Which rows below contain the word "person"? Report each of those rows in full, word for word.

···

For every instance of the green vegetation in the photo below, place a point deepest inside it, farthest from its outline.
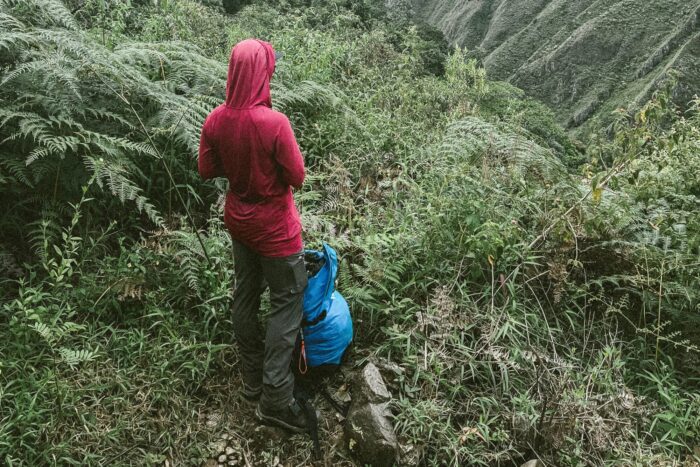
(526, 297)
(583, 58)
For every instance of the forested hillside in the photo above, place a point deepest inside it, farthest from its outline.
(524, 295)
(583, 58)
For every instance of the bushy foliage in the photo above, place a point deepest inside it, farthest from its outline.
(517, 306)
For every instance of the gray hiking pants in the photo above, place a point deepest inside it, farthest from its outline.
(266, 362)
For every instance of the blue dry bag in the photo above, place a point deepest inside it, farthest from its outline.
(327, 325)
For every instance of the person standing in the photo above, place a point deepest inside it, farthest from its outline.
(254, 147)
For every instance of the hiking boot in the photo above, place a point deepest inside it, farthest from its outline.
(291, 418)
(251, 396)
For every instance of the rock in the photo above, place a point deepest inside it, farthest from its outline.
(368, 428)
(533, 463)
(370, 435)
(217, 447)
(369, 386)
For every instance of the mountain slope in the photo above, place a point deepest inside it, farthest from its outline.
(583, 58)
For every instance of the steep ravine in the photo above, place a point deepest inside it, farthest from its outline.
(583, 58)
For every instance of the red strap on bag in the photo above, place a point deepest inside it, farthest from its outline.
(302, 357)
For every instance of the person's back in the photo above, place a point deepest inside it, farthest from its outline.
(254, 147)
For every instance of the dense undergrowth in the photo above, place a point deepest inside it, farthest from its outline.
(525, 296)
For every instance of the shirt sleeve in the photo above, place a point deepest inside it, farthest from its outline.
(288, 155)
(209, 163)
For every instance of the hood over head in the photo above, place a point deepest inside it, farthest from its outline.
(250, 69)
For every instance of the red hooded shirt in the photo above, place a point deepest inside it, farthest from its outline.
(254, 147)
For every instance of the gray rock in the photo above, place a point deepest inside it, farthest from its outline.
(533, 463)
(370, 435)
(217, 447)
(369, 387)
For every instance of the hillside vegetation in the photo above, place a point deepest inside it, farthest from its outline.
(523, 295)
(583, 58)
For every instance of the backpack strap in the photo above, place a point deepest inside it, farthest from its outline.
(321, 316)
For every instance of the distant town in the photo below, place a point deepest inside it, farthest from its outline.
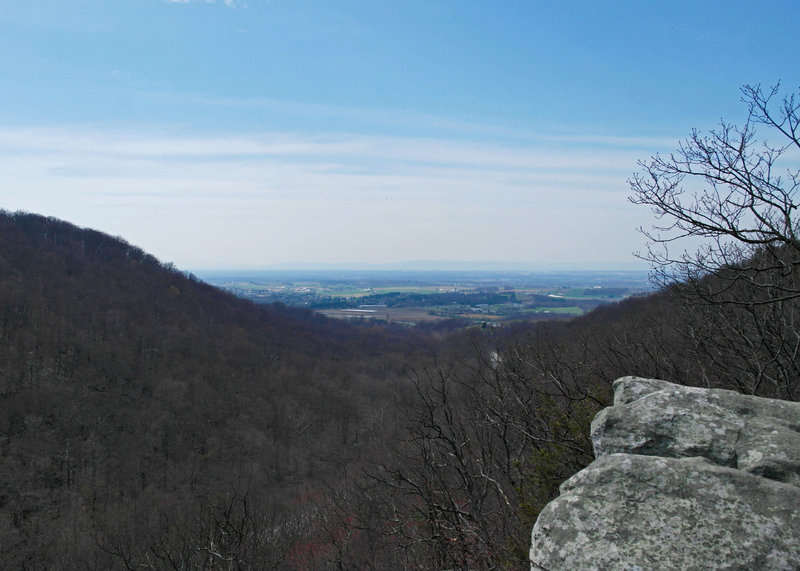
(412, 297)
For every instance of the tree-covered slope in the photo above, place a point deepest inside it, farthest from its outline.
(134, 396)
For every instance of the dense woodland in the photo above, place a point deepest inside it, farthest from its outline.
(151, 421)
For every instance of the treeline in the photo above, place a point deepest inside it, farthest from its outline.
(152, 421)
(148, 418)
(411, 299)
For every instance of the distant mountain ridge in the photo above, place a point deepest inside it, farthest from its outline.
(136, 400)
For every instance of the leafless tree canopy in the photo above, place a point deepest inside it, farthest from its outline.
(735, 188)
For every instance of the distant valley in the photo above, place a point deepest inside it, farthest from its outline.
(412, 297)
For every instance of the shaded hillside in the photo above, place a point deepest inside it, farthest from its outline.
(135, 398)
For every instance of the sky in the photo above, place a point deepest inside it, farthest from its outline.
(250, 134)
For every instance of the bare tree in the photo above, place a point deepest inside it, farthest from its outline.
(738, 194)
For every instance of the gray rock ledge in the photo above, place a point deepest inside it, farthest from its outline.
(685, 478)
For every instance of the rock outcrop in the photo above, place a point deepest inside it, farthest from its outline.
(684, 478)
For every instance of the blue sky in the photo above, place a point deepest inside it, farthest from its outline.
(244, 134)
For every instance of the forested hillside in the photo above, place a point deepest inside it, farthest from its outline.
(150, 421)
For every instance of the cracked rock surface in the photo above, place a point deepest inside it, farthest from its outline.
(685, 478)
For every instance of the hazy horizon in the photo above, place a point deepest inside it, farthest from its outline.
(262, 134)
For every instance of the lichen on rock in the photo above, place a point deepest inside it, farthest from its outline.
(685, 478)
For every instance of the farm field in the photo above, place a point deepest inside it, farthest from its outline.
(424, 297)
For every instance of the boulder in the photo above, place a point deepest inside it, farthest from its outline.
(685, 478)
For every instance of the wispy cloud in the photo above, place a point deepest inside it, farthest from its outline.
(277, 197)
(229, 3)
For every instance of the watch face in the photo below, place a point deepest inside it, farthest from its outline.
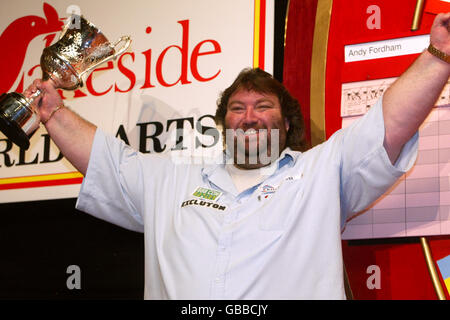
(437, 53)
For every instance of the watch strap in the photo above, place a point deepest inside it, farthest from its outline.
(438, 53)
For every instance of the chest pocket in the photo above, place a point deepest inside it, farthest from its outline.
(277, 208)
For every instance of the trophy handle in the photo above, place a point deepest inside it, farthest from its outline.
(127, 40)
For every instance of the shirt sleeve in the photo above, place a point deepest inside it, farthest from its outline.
(366, 171)
(112, 183)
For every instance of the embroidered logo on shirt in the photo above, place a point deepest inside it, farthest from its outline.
(195, 202)
(207, 194)
(267, 190)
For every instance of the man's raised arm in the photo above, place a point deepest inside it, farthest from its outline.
(411, 97)
(72, 134)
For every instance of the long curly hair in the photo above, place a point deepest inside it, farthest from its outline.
(255, 79)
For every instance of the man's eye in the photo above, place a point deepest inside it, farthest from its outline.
(237, 109)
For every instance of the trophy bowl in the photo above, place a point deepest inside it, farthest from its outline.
(80, 48)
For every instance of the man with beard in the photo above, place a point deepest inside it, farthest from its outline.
(263, 224)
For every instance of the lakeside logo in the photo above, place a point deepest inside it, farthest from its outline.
(206, 193)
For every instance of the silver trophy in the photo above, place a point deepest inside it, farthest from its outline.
(81, 48)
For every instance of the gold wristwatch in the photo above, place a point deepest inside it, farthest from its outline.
(438, 53)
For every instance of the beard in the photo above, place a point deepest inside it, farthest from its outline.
(255, 148)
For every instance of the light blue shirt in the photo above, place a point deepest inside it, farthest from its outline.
(280, 239)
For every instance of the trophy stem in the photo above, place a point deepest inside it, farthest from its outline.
(33, 97)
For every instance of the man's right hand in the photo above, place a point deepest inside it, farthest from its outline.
(47, 101)
(72, 134)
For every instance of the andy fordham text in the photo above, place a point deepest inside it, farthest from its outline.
(231, 309)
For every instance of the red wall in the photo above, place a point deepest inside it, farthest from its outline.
(404, 274)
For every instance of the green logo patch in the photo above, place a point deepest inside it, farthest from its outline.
(206, 193)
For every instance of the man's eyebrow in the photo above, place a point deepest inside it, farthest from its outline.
(257, 101)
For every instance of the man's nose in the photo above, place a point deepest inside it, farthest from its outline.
(250, 116)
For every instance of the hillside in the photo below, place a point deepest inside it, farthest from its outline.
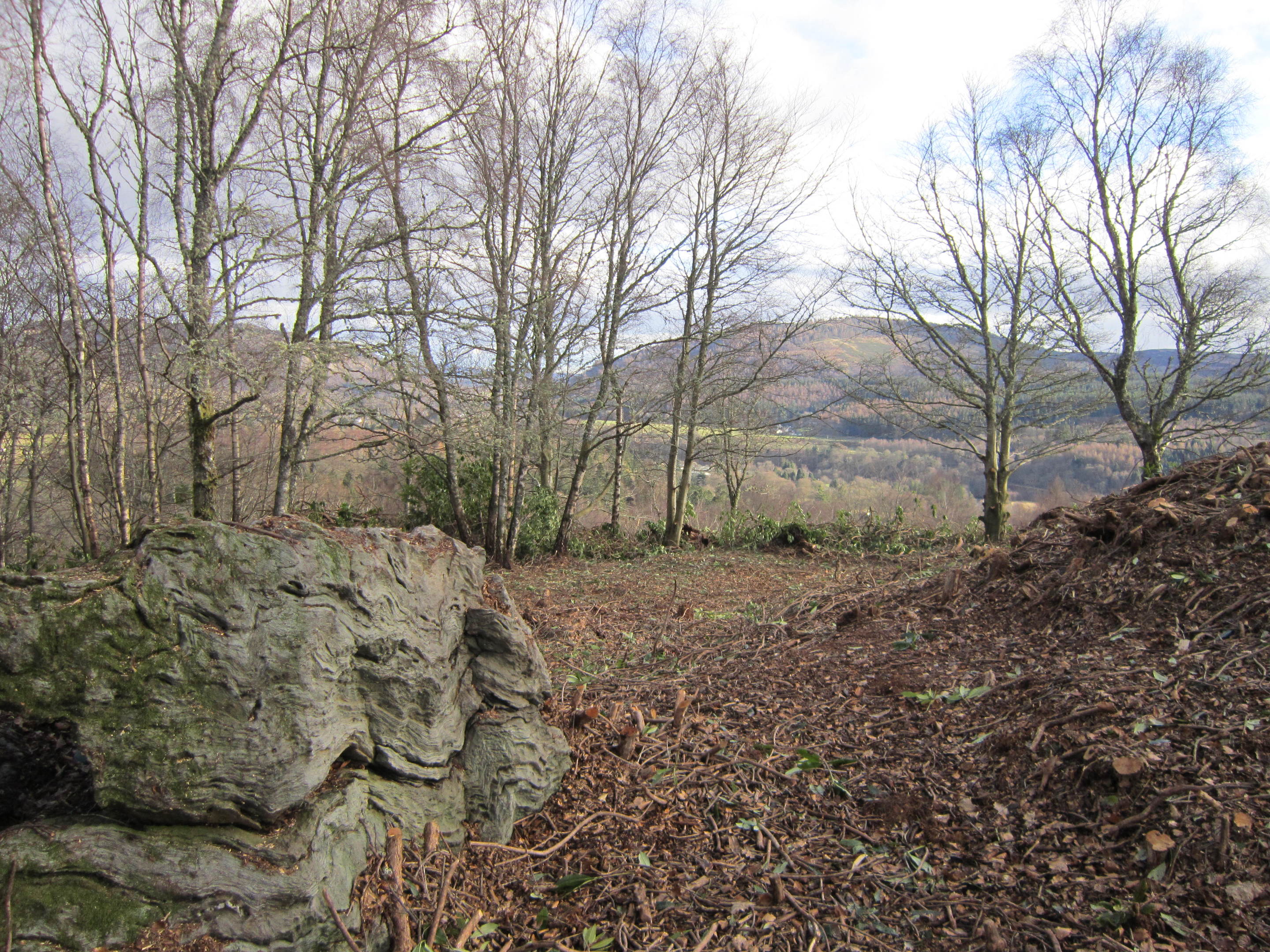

···

_The reply_:
For every instance of the person standing in the photo above, place a point deepest inside it, farthest from its outline.
For every instance of the person's back in the photo above, place a point deepest inside it, farthest from its outline.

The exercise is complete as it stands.